__Stored dataset entries__

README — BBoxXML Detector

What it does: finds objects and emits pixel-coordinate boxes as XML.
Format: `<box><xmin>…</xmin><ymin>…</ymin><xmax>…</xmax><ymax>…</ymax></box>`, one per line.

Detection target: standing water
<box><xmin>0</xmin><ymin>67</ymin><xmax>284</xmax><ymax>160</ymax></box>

__Task to complete__
Change "Detection target" to "Object class" throughout the records, and reproduce all other lines without alteration.

__Result of this exercise__
README — BBoxXML Detector

What it does: finds objects and emits pixel-coordinate boxes as XML.
Format: `<box><xmin>…</xmin><ymin>…</ymin><xmax>…</xmax><ymax>…</ymax></box>`, one per line.

Object class: standing water
<box><xmin>0</xmin><ymin>67</ymin><xmax>284</xmax><ymax>160</ymax></box>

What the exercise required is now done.